---------- Data lines ----------

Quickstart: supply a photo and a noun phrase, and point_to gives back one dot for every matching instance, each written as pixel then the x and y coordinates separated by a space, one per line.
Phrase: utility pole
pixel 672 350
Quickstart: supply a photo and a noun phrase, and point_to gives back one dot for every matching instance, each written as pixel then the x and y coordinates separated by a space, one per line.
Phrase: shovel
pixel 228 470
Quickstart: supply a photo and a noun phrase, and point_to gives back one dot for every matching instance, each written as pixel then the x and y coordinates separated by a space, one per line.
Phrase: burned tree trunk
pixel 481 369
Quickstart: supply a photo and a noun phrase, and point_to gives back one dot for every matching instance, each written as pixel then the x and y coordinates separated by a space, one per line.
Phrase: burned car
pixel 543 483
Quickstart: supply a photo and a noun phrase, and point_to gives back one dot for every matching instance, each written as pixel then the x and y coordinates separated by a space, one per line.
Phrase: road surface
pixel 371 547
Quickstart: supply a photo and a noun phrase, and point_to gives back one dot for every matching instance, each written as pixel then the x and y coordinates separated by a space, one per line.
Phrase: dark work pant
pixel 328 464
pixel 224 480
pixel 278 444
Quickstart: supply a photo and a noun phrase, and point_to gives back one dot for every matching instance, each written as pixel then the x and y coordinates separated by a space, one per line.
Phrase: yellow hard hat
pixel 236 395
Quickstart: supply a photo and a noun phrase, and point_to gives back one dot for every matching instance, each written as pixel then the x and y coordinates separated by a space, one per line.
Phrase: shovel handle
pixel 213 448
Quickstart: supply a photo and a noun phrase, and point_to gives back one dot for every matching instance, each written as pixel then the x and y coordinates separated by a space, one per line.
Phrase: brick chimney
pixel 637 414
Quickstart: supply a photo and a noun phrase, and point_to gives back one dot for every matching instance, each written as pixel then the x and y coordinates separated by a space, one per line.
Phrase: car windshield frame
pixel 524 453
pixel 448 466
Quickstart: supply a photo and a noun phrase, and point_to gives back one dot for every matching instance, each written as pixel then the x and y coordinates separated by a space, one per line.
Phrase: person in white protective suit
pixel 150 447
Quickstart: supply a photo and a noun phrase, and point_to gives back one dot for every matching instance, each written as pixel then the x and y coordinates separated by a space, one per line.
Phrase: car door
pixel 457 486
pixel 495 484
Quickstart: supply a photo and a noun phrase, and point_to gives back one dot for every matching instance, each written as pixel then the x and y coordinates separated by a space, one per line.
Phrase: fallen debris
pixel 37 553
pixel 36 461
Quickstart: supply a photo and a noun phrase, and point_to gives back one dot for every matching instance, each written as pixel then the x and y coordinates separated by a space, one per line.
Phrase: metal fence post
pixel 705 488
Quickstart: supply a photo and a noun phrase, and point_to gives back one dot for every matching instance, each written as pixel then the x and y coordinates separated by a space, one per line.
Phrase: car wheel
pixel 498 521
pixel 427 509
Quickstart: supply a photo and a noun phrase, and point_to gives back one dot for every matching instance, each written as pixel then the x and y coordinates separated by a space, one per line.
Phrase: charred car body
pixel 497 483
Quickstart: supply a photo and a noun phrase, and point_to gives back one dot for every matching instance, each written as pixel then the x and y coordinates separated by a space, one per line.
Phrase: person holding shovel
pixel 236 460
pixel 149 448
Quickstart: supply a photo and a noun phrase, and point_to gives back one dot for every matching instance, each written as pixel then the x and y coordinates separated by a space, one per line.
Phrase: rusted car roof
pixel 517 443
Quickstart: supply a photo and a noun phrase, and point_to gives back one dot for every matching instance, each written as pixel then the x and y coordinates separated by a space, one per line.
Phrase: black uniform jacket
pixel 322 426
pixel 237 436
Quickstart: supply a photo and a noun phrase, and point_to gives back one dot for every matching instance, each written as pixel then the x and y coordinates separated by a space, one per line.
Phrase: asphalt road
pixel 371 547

----------

• **Written exercise**:
Present the lines from the start of the entries above through the line containing "pixel 672 350", inclusive, as a numbered list, omitting any blank lines.

• **Response to this exercise**:
1. Quickstart: supply a photo and a noun phrase, and point_to gives back one dot for every matching instance, each written as pixel then the x and y coordinates separated by a space, one per line.
2. Phrase: utility pole
3. pixel 672 350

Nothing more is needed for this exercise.